◆ Try it:
Answer these questions from the serious breach guidance below:
1. What does it constitute if Noclor fails to report serious breaches for CTIMPs within the regulatory timeframes?
2. Who should be the first person notified at Noclor when someone else identifies a potential serious breach?
3. Within how many calendar days will Noclor notify the REC and MHRA when the evidence clearly shows a serious breach?

◆ Document segment:
--

Making a judgment on whether a potential breach or non-compliance (or persistent non-compliance) is ‘serious’ and requires reporting is the responsibility of the Noclor (where Noclor is acting on sponsor behalf).  

If Noclor fails to discharge the sponsor’s responsibilities for CTIMPs in reporting serious breaches within the regulatory timeframes it is a criminal offence.

Noclor and the other regulatory bodies may take the information regarding reported serious breaches into account when assessing future applications for sponsorship, favourable ethics and Clinical Trial Authorisation (CTA).

Identifying a Serious Breach

The identification of potential serious breaches may come from various sources:

  • through complaints or reported incidents
  • flagged by monitoring (review of monitor reports) or sponsor oversight activities
  • flagged at audit notified by external personnel (for example by host site R&D or members of the public)
  • through TSC /IDMC
  • via central review of meeting minutes and email correspondence
  • analysis of samples/data
  • on further investigation of a reported non-compliance/protocol violation.

If the Noclor Sponsor Representative is not the person to have identified the potential serious breach then they should be the first person that is notified at Noclor.

All research/Trust staff have a responsibility to report adverse events and incidents and violations/non-compliances according to the protocol, Noclor procedures and local policies.

Reporting Serious Breaches

When Noclor has received notification (from whatever source) that a potential serious breach may have occurred the clock starts (Day 1 = day made first aware of potential serious breach).

Making a judgment on whether a potential breach or non-compliance (or persistent non-compliances) is ‘serious’ and requires reporting is the responsibility of the Noclor (where Noclor is acting on sponsor behalf).  

If the evidence is clear that a serious breach has occurred Noclor will notify the REC and MHRA (for CTIMPs) within the 7 calendar days, and investigate and take action simultaneously (or after notification) in accordance with the Noclor Serious Breach SOP.

--

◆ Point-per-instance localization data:
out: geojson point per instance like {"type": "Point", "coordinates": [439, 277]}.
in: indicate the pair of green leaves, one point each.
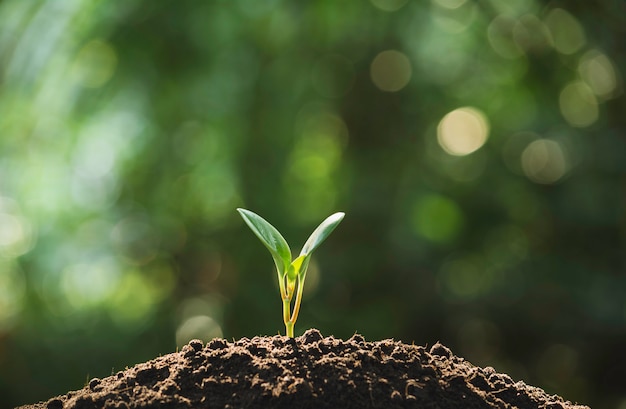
{"type": "Point", "coordinates": [278, 247]}
{"type": "Point", "coordinates": [291, 274]}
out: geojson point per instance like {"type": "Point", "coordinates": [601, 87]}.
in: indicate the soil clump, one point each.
{"type": "Point", "coordinates": [309, 371]}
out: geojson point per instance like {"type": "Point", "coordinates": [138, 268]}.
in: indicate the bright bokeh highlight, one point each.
{"type": "Point", "coordinates": [463, 131]}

--

◆ Response to the task:
1. A criminal offence.
2. The Noclor Sponsor Representative.
3. 7 calendar days.